▶ _TASK INSTRUCTIONS_:
Set down the entries below exactly, leaving out all images.
******************************
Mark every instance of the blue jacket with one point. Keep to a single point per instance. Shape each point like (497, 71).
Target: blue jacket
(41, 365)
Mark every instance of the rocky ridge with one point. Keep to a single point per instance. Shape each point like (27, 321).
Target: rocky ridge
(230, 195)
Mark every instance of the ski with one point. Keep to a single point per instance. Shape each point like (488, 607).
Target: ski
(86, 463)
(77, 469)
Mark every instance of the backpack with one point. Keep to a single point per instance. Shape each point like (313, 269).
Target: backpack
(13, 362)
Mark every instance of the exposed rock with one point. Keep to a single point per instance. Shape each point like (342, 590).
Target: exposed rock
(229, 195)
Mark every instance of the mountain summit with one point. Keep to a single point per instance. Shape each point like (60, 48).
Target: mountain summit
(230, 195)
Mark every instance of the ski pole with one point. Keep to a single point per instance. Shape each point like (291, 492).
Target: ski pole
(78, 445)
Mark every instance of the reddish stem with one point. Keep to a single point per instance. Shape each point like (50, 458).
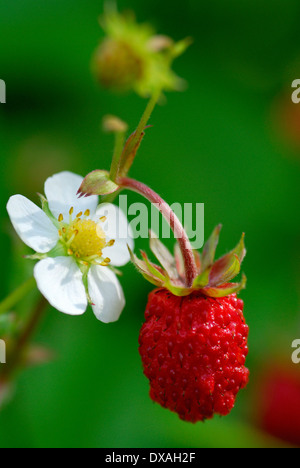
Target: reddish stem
(173, 221)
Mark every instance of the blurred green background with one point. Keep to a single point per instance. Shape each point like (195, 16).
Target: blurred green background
(231, 141)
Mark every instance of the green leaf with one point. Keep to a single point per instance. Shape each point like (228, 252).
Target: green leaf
(97, 183)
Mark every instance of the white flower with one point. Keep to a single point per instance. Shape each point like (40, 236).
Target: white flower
(77, 242)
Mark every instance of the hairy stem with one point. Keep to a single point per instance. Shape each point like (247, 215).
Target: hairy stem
(23, 340)
(172, 219)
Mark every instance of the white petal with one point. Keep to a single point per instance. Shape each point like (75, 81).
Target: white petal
(116, 227)
(32, 224)
(60, 281)
(61, 193)
(106, 293)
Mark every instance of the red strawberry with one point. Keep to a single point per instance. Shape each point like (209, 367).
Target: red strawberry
(194, 342)
(193, 351)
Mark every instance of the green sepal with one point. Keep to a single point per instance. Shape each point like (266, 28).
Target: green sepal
(142, 268)
(225, 289)
(229, 266)
(209, 249)
(97, 183)
(163, 255)
(202, 280)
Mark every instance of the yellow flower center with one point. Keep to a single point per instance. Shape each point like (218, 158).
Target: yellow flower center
(84, 238)
(88, 238)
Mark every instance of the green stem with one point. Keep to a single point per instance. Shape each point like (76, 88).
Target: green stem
(145, 119)
(119, 145)
(23, 340)
(10, 301)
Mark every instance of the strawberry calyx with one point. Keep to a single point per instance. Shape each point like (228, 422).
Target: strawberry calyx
(213, 277)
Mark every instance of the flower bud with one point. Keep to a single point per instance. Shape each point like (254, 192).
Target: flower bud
(117, 65)
(132, 57)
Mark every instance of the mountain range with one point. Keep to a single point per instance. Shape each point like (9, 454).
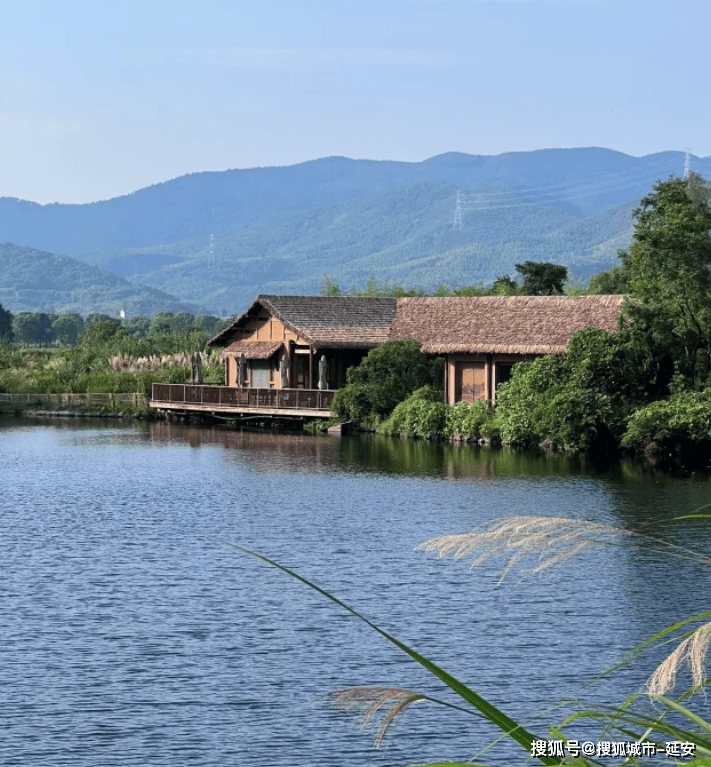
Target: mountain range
(212, 241)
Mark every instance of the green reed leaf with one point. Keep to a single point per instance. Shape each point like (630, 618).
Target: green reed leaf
(511, 728)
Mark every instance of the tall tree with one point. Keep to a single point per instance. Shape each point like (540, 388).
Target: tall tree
(669, 271)
(541, 278)
(67, 329)
(32, 328)
(6, 334)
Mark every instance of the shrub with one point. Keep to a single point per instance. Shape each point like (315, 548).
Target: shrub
(385, 377)
(682, 421)
(422, 414)
(468, 422)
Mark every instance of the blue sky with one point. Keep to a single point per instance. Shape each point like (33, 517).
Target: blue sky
(99, 98)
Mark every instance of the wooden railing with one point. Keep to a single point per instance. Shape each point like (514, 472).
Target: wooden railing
(229, 396)
(92, 399)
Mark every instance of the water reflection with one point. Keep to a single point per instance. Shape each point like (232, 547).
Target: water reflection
(384, 454)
******************************
▶ _OUTPUT OF THE EXERCISE_:
Mark every instance of the blue jacket with one point. Keep to a single point per instance. Shape each point like (497, 71).
Target: blue jacket
(41, 365)
Mark every instance of the rocky ridge with one point. Keep to a single point per instance. Shape each point like (27, 321).
Target: rocky ridge
(230, 195)
Mark every instance of the ski with one point. Keep to a single point per instance. Shape each point like (488, 607).
Target: ski
(86, 463)
(77, 469)
Mark every instance of the backpack with one point. Keep to a single point per instance. Shape each point like (313, 269).
Target: backpack
(13, 362)
Mark every instance of the exposed rock with one point. Keep to a single point per instance. Shape each point like (342, 590).
Target: exposed rock
(229, 195)
Mark every instance of the mountain summit with one point. Keep to a single point per instance. Shape each point like (60, 48).
Target: mountain summit
(230, 195)
Mark every instance of the ski pole with one point. Keep to a single point per instance. Shape each point like (291, 492).
Target: ski pole
(78, 445)
Mark every instance of the reddish stem with one point. Keep to a single point per instance. Shape each point like (50, 458).
Target: reddish stem
(173, 221)
Mark every instance of the blurred green background with one point. Keep to a single point per instance. Shape each point like (195, 16).
Target: blurred green background
(231, 141)
Mark every instance of the green leaf with one point. Keep to a single point per instance. Shape each point like (228, 252).
Target: green leaf
(97, 183)
Mark every instance of the white flower with one point. Keep to a single point per instance. Shape each point like (40, 236).
Target: white flower
(77, 242)
Mark every instance of the hairy stem with one point. Keep to a single point per instance. Shape each point like (247, 215).
Target: hairy stem
(23, 340)
(172, 219)
Mark every instance of the white petal with one point. Keep to a single point per instance. Shape each point like (75, 81).
Target: white petal
(116, 227)
(32, 224)
(60, 281)
(61, 193)
(106, 293)
Mark every instance of the red strawberry with one point. Keep to a single point per instance. Shape each point like (209, 367).
Target: red strawberry
(194, 342)
(193, 351)
Mark every instance of the green sepal with one point. Keep to a single point per instance. Shape each point like (266, 28).
Target: green sepal
(142, 268)
(225, 289)
(229, 266)
(209, 249)
(97, 183)
(163, 255)
(202, 280)
Mark every instance of the yellow flower center with one point. Keep to a single point per instance. Shape each point like (218, 158).
Target: yellow flower center
(84, 238)
(88, 238)
Mark every instance of the green stem with one point. Keep to a single point per instance. Shape each point like (76, 88).
Target: green stem
(145, 119)
(119, 145)
(23, 340)
(10, 301)
Mark every instance of the strawberry calyx with one point. Keep to a single point per instance. Shape each point like (228, 422).
Target: strawberry calyx
(213, 277)
Mark every instance of the flower bud with one point. Keep to a single point per instance. Shape each point like (254, 192).
Target: flower bud
(117, 65)
(132, 57)
Mark every instance of the mountain range with one point. Keep to a single point per instance. Shape each point like (9, 454).
Target: mountain range
(212, 241)
Mark every instance of the green reed leaf with one point. Keep to a single point per instance. Shape each point like (630, 618).
Target: green reed leaf
(511, 728)
Mark every instance of the tall tree with one point. Keep to a single point per instance. Shape each point like (540, 388).
Target: tall tree
(669, 271)
(541, 278)
(67, 329)
(32, 328)
(6, 334)
Mark every instance of the shrub with one point. Keep to a single point per instance. Shape each point like (315, 548).
Target: shrub
(385, 377)
(682, 421)
(422, 414)
(468, 422)
Mark every instance of the blue sky with one point. Keep to a single point per instance. Shape each point like (33, 517).
Target: blue sky
(99, 98)
Mark every instance of the wooden railing with one point. Keep to a single point per instance. Shape each point like (514, 472).
Target: wooden railing
(229, 396)
(92, 399)
Mark every instance of the water reflection with one point. Keep to a single point per instance. Shape each point like (232, 547).
Target: water reflection
(384, 454)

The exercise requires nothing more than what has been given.